Reproduce the records below exactly as they appear, omitting any pictures they contain.

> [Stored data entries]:
· · · ·

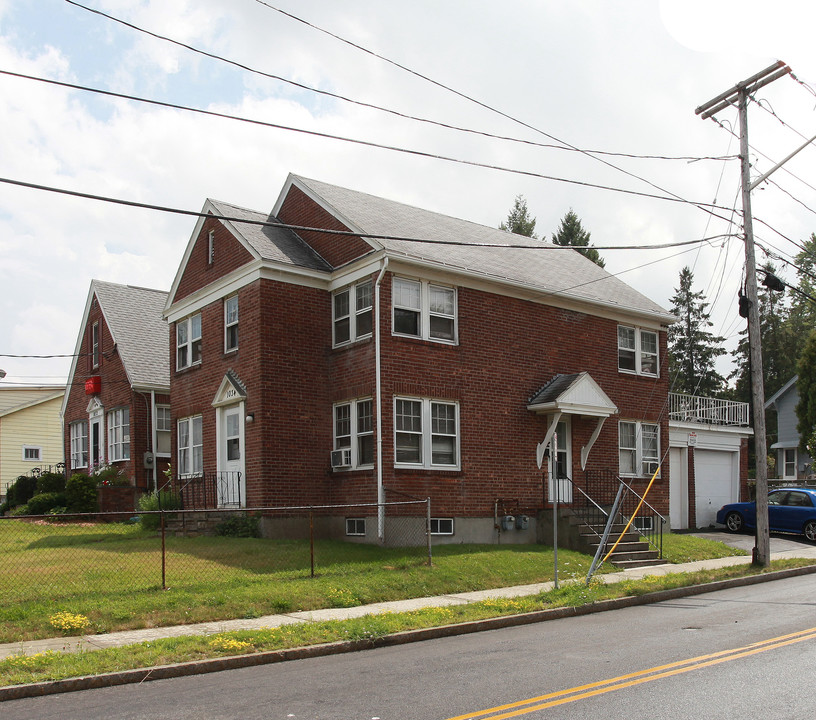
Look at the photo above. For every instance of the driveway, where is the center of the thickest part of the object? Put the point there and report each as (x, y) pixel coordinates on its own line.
(745, 541)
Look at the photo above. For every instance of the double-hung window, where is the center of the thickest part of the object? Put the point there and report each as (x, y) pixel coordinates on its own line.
(79, 444)
(190, 446)
(426, 433)
(637, 350)
(163, 430)
(353, 312)
(354, 429)
(119, 434)
(188, 342)
(638, 448)
(424, 310)
(231, 323)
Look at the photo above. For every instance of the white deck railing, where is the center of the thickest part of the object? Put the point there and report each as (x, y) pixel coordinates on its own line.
(693, 408)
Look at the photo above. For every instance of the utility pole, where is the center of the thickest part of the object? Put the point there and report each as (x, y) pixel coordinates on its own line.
(739, 95)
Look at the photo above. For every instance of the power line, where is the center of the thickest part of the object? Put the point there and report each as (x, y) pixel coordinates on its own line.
(381, 146)
(326, 231)
(702, 206)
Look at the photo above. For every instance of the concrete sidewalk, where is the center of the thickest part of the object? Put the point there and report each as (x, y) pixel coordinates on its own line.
(130, 637)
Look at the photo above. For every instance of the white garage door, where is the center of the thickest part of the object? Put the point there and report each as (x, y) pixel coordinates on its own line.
(715, 481)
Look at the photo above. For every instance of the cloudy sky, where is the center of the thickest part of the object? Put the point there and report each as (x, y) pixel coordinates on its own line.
(600, 75)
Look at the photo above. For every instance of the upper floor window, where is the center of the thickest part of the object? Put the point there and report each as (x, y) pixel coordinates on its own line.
(190, 446)
(163, 430)
(231, 323)
(95, 345)
(426, 433)
(637, 350)
(79, 444)
(353, 312)
(119, 434)
(638, 448)
(188, 342)
(354, 430)
(424, 310)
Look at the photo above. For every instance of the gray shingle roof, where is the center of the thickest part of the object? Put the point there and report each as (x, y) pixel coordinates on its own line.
(134, 317)
(271, 243)
(564, 273)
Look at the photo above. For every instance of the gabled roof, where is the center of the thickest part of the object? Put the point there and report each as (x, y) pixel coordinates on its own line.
(576, 394)
(549, 269)
(141, 335)
(782, 391)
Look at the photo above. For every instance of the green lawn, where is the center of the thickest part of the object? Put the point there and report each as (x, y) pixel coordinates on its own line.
(112, 575)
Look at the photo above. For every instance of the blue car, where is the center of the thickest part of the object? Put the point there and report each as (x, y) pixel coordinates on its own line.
(790, 510)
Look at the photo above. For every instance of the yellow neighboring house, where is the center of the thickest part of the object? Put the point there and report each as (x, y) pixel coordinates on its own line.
(30, 431)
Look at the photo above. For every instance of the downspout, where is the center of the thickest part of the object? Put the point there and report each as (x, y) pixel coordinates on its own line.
(378, 392)
(153, 438)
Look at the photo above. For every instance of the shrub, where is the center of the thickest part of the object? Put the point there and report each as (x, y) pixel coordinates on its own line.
(80, 493)
(49, 482)
(43, 502)
(239, 526)
(152, 502)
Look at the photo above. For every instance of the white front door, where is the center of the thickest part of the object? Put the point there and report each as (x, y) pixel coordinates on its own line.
(231, 479)
(561, 463)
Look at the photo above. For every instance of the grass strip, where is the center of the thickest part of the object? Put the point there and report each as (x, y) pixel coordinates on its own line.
(22, 669)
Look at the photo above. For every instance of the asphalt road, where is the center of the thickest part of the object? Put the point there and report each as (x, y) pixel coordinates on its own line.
(692, 656)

· · · ·

> [WRITTEN RESPONSE]:
Look at the photo above. For every instance of the driveway, where is the center of the thickest part of the object? Put the point there and report each as (x, y) pixel coordinates on its own line.
(745, 541)
Look at the photo above. For every instance of the double-hung window, where is the center of the thickest part of the object? Put the point there and report each as (x, y) pixel coordinates on its own line.
(79, 444)
(190, 446)
(426, 433)
(637, 350)
(163, 430)
(353, 312)
(354, 429)
(119, 434)
(188, 342)
(638, 448)
(424, 310)
(231, 323)
Look at the photo above. For every instance of the white deck railing, where is the center of the thickest part of the object? Put the point there and report each as (x, y) pixel coordinates on its own line.
(693, 408)
Look at the photo above. For every instance of the utility pole, where is the center of the thickest part of the object? Put the point there and report each as (x, y) pixel coordinates on its own line.
(739, 95)
Look at the photo above. For every instance of the power line, where is the center of the thickest part of the object? Put the point there and report each as (x, y) pixel coordinates on its own line.
(381, 146)
(326, 231)
(702, 206)
Look at the photo above. For every instance of the concrete sidewalk, where is the center of the thickest part of the object? Put the point there and report each as (x, y) pixel coordinates on its own line.
(130, 637)
Look at the photo above. For every instance of the white garage door, where is the center of the thickest part of the object? Put the point there and report each as (x, y) pixel coordinates on its own line.
(715, 481)
Look at the photo above. For every instance of the cloudy sky, where is the center of the thickest part of the object? Put the point there and report each as (x, y) pixel coordinates on its own line.
(600, 75)
Look at the photo above. For every instance of the upper floor window, where is the center of the thickest part of the object? Put the point there and report each as (x, y) pixel coordinates on its own line.
(190, 446)
(163, 430)
(231, 323)
(95, 345)
(426, 433)
(637, 350)
(79, 444)
(353, 312)
(119, 434)
(638, 448)
(188, 342)
(354, 430)
(424, 310)
Look at the photo above. For every instance of the gray shingle roof, where is the center of the thickest part of the object? Put the point there and report each as (x, y) pixel coordinates on its own line.
(134, 317)
(271, 243)
(564, 273)
Look at the photo above. For every instance of the gabled roof, where is the center of the thickest part of the object? Put the point there and report each as (x, y) pixel coordinates on its own line.
(576, 394)
(549, 269)
(141, 335)
(782, 391)
Look at the photo above. For every instance of the green lawn, where is the center of the thickest part of the object? Put the point there and report each as (x, y) pixel coordinates on its own line.
(112, 575)
Look at the photo above. For every instance of the blue car, where is the center of the thickest part of the object? Put the point there and report each as (x, y) pixel coordinates on its own line.
(790, 510)
Look at the photo above. For every instance of the yellow neighboring house, where is the center of the thickest part of the object? Put the point there and report each as (x, y) pixel coordinates on its own line.
(30, 431)
Look at the photo above. For every instance of the downspout, where is the center of the thickest part of the object? Put the point there and report each as (x, y) pixel coordinates on its own line.
(378, 392)
(153, 438)
Look at the photo above. For every instance of the shrub, where is the center of the thickest part of the object? Put the point there and report each as (x, y) pixel coordinates on its own line.
(80, 493)
(49, 482)
(43, 502)
(239, 526)
(152, 502)
Look at the photo above. For every instance of the white front door, where is the center of the thickest part of the object? Put the point there and report each as (x, y) pixel coordinates on its own line.
(231, 479)
(561, 463)
Look at the photo above. For every instance of the grass strip, where is the center of the thickest part of the object? Put the point there and report each as (x, y) pixel coordinates on its own line.
(22, 669)
Look at the photo above. For every instance of the asphalt road, where is the center of the thickest part of the object? Put the point there and report each as (x, y) pixel coordinates on its own line.
(692, 656)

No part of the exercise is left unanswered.